WHAT YOU WILL DO:
1) In the Newspaper Club InDesign guide, what bleed settings does a Mini need?
2) Continue the Newspaper Club InDesign guide after its last sentence, in the same instructional style.

EXCERPTED PASSAGE:
- - - - -

InDesign Guide

This handy guide explains how to set up, design and export a PDF for Newspaper Club in Adobe InDesign. The screenshots were taken in InDesign CS5, but should be applicable across all recent versions. If something doesn’t look right on your version, please let us know.

It covers three main sections:

  1. Document Setup
  2. Colours & Swatches
  3. Images
  4. Exporting Your PDF

Document Setup

Setting up a document for Newspaper Club in InDesign is pretty quick and painless. You can download our simple InDesign templates which have the paper size set up correctly already, or just follow the guide below:

In File → Document Setup, set the width and height for one page as follows:

  • Digital and Traditional Standard Tabloid – 289mm wide x 380mm high
  • Traditional Improved Tabloid – 299mm wide x 370mm high
  • Mini – 180mm wide x 260mm high
  • Broadsheet – 380mm wide x 578mm high

Set the bleeds to 0mm unless you’re making a Mini, in which case set them to 5mm on the outside, top and bottom.

- - - - -

MATERIAL:
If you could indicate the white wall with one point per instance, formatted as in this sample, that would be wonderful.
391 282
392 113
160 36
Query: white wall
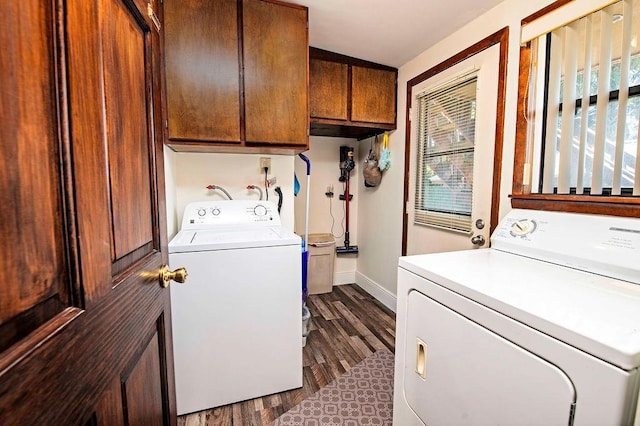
377 264
188 175
376 218
324 154
170 191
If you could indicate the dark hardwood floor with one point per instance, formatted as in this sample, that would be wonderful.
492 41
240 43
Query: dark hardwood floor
347 326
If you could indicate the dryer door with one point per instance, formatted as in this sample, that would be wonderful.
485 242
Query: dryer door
458 372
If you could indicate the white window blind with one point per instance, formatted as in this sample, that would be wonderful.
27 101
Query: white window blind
593 103
446 143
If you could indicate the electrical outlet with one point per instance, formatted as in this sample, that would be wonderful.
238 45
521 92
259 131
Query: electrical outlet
329 192
265 162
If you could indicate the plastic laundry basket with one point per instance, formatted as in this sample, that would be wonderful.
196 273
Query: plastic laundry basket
321 258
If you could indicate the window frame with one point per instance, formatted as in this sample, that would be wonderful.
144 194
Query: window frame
500 37
424 215
522 196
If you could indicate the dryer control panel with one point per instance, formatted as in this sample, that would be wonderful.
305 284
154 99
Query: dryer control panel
229 213
604 245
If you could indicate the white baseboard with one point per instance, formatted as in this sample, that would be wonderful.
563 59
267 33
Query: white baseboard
340 278
383 295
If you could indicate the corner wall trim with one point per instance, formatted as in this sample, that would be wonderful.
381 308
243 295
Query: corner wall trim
348 277
383 295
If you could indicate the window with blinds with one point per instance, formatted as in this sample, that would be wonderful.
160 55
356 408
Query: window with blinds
590 104
446 143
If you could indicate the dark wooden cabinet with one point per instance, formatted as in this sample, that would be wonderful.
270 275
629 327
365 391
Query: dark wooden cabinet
350 97
236 75
85 327
203 78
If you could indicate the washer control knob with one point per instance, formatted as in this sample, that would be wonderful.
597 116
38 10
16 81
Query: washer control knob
260 210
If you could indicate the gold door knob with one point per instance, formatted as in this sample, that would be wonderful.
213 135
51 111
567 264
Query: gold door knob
166 276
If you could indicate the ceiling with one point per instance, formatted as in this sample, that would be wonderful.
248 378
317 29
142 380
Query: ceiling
390 32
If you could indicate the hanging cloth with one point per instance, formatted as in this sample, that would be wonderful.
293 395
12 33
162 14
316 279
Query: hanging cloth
370 171
385 156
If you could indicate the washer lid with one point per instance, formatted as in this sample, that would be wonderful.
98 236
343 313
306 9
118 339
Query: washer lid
596 314
248 237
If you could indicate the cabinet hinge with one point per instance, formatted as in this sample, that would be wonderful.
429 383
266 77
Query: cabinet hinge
572 413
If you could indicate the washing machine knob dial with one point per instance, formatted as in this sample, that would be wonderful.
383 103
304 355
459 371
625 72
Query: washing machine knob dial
260 210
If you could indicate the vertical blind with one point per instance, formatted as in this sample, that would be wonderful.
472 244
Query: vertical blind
593 102
446 143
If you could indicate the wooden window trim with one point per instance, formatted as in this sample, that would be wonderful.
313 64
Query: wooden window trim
500 37
522 197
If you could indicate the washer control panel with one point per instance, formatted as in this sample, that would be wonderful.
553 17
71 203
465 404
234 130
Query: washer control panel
211 214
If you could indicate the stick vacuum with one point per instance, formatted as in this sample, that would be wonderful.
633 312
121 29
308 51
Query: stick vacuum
346 165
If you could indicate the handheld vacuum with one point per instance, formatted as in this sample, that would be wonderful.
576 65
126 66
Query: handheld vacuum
346 165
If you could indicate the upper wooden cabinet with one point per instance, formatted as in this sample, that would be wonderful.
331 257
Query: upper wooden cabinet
350 97
236 74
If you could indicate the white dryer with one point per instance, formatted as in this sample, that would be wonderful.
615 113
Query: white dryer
237 320
541 329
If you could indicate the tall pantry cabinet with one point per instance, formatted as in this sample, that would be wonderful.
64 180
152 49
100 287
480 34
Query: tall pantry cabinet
236 76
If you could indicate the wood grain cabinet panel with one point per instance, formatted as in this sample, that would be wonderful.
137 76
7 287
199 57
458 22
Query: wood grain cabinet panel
202 71
85 330
328 89
373 95
34 285
350 97
237 76
275 73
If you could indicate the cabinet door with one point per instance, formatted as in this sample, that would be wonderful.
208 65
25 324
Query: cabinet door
373 95
202 70
328 89
275 73
85 325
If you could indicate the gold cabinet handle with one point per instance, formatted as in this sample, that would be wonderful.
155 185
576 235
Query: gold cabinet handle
166 276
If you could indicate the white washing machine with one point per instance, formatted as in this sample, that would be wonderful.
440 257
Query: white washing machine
541 329
237 320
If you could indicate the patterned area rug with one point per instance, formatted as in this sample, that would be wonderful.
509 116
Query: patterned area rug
361 396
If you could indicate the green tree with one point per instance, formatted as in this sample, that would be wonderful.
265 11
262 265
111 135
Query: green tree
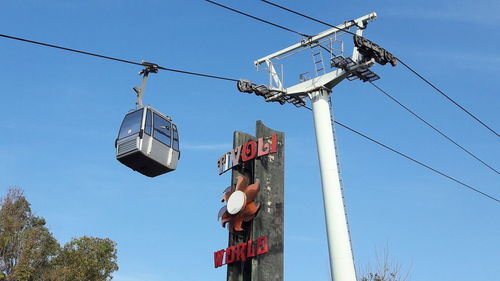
85 259
26 245
386 270
29 252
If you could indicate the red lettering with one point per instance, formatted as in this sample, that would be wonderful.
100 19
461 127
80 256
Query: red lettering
218 257
235 154
262 245
262 148
242 252
250 249
249 151
230 254
273 143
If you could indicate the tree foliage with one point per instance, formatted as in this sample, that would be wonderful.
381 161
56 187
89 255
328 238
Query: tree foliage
386 270
29 252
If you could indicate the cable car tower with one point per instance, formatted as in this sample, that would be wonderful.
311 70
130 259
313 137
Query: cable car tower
365 54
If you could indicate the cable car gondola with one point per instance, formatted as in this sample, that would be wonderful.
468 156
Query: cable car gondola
148 141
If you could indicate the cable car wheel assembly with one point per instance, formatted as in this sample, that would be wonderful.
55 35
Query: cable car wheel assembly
148 141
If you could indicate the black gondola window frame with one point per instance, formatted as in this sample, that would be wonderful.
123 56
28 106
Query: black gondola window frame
157 130
148 128
175 144
138 129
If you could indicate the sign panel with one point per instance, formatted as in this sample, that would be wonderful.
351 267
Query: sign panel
253 210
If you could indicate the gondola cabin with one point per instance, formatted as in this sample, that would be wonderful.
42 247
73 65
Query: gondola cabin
148 142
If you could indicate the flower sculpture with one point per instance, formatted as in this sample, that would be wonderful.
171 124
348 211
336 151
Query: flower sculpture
240 205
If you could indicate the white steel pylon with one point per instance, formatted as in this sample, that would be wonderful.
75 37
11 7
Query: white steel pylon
319 89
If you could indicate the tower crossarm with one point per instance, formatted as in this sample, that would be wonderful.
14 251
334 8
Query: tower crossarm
328 80
362 21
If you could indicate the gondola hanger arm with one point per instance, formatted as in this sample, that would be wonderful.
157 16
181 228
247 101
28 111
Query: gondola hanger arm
149 67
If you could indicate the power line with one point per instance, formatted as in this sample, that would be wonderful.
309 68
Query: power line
259 19
447 97
235 80
113 58
418 162
413 160
403 63
306 16
434 128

- - - - -

ANSWER SET:
1) A Mini needs 5mm bleeds on the outside, top and bottom.

2)
Remember, we need a multiple of four pages for tabloids, eight for minis and two for broadsheets.

InDesign Document Set-up for Tabloid

Then, in Layout → Margins and Columns, set the margins to:

  • Digital Tabloid, Traditional Standard Tabloid and Broadsheet – 15mm all the way round each page
  • Traditional Improved Tabloid – 13.5mm margin at the left and right, and 7mm at the top and bottom
  • Mini – as Minis are trimmed newspaper you can bleed images right to the edge and leave out any margin. But it’s handy to indicate the safe area using the margin lines, so set them to 10mm on all sides.

Make sure nothing goes into the margin space around each spread (both pages side by side) unless you are designing a Mini which will be trimmed to size.

InDesign Margins & Columns

That’s the page set up properly.

When designing the pages, just arrange them in the order they’ll be read in.

Colour & Swatches

Now let’s talk a bit about colours. There are two colours (or swatches) that look like black, and it’s important to use the right one.

InDesign swatches

The first is called Registration, and it should never be used. It prints using all four inks (100% cyan, magenta, yellow and black), which means it can put too much ink on the paper and text might appear fuzzy and smeared.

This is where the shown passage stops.